*Kaynak Metin:*
▬▬▬▬▬▬▬▬▬▬

25 Nisan 2012 Çarşamba

Bildiri (Birey olmak)

Birey olmak; kendi devrimi yapıp kendini özgür kılmak, herhangi bir örgütün partinin, oluşumun, yapının, ahlakın, geleneğin parçası olmamak için birey olmak özgürce, kendin olmalı asıl mesele.
Aile baskısı seni iyi bir evlat (kadın, erkek) olarak yetiştirmek için çabaladı. Babanın otoritesi ailenin ahlakı sorgulanmadı. Hiçbir tabu yerinden kıpırdamadı, kapitalist yapının feodal tahakkümü altında hep efendi, uslu bir evlat olman dayatıldı. Aile içi sorgulama hep bir yerde tıkandı. Hayallerin sorulmadı, ne istediğin önemsenmedi. Boyun eğmenin analojisi sana bu şekilde aksedildi. 
Peki farkına varabildin mi aslında her şey istediğin gibi miydi?


Okula gittin iyi bir öğrenci yetiştirmek için seni hizaya soktular. Tek tipleştirdiler. Hayal gücünü kemirip müfredatın imkanlarını dayattırdılar adın yoktu. Sınıftaki eşyalar gibi isminin önüne bir numara verdiler. Adından önce  numaranla seslendiler öğretmen “nedense” hem bir ana hem bir baba oldu, sorgulamanı engellediler, dilini görmezden geldiler, kimliğini görmezden geldiler, sana “bilinmeyen bir dil”de eğitim verdiler. Seni istedikleri gibi yönlendirmeye çalıştılar.

▬▬▬▬▬▬▬▬▬▬

*Kayıtlı Veriler:*

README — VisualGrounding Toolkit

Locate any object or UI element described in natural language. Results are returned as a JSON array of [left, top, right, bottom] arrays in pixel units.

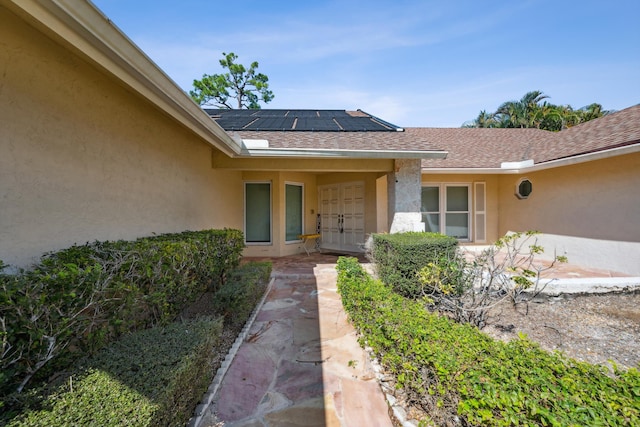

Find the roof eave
[[7, 0, 241, 155], [241, 148, 448, 159], [422, 142, 640, 175]]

▬▬▬▬▬▬▬▬▬▬

*Yazılı Yönerge 1:*
Birey olmak üzerine yukarıdaki bildiriye göre aşağıdaki soruları yanıtlayın.
(a) Bildiride hangi tarih yer alıyor?
(b) Aile bölümünde sorgulanmadığı belirtilen iki şey nedir?
(c) Okulda öğrencinin isminin önüne ne verildiği söyleniyor?
*Yazılı Yönerge 2:* Birey olmak üzerine yukarıdaki bildiriden, "Birey olmak; kendi" sözcükleriyle açılıp "bu şekilde aksedildi." sözcükleriyle kapanan bölümü birebir çıkarın.
*Yazılı Yönerge 3:* Birey olmak üzerine yukarıdaki bildiriyi, gösterilen son cümleden sonrasını yazarak sürdürün.

*Yanıt 1:*
(a) 25 Nisan 2012 Çarşamba
(b) Babanın otoritesi ve ailenin ahlakı
(c) Bir numara

*Yanıt 2:*
Birey olmak; kendi devrimi yapıp kendini özgür kılmak, herhangi bir örgütün partinin, oluşumun, yapının, ahlakın, geleneğin parçası olmamak için birey olmak özgürce, kendin olmalı asıl mesele.
Aile baskısı seni iyi bir evlat (kadın, erkek) olarak yetiştirmek için çabaladı. Babanın otoritesi ailenin ahlakı sorgulanmadı. Hiçbir tabu yerinden kıpırdamadı, kapitalist yapının feodal tahakkümü altında hep efendi, uslu bir evlat olman dayatıldı. Aile içi sorgulama hep bir yerde tıkandı. Hayallerin sorulmadı, ne istediğin önemsenmedi. Boyun eğmenin analojisi sana bu şekilde aksedildi.

*Yanıt 3:*
İdeolojik bir eğitim sisteminin (kıskaç mı demeliyiz yoksa?) içine hapsettiler, zihnin ufkunu sorgulama yetini kanaat notuyla değerlediler. Sınıfta kalan hep onlar oldu ama sen ise hep yerinde saydın. Eğitilmek zorunda olmadığını sana hiç kimse söylemedi “zorla” eğitim “gelişmenin” demokratik paravanı oldu. 


Sistemin eğitim kurumlarının sana kendine bir şeyler katacak hiçbir müfredatı olamaz


Sistem içi değişiklere kafa yorma, sistemin kendisini sorgula.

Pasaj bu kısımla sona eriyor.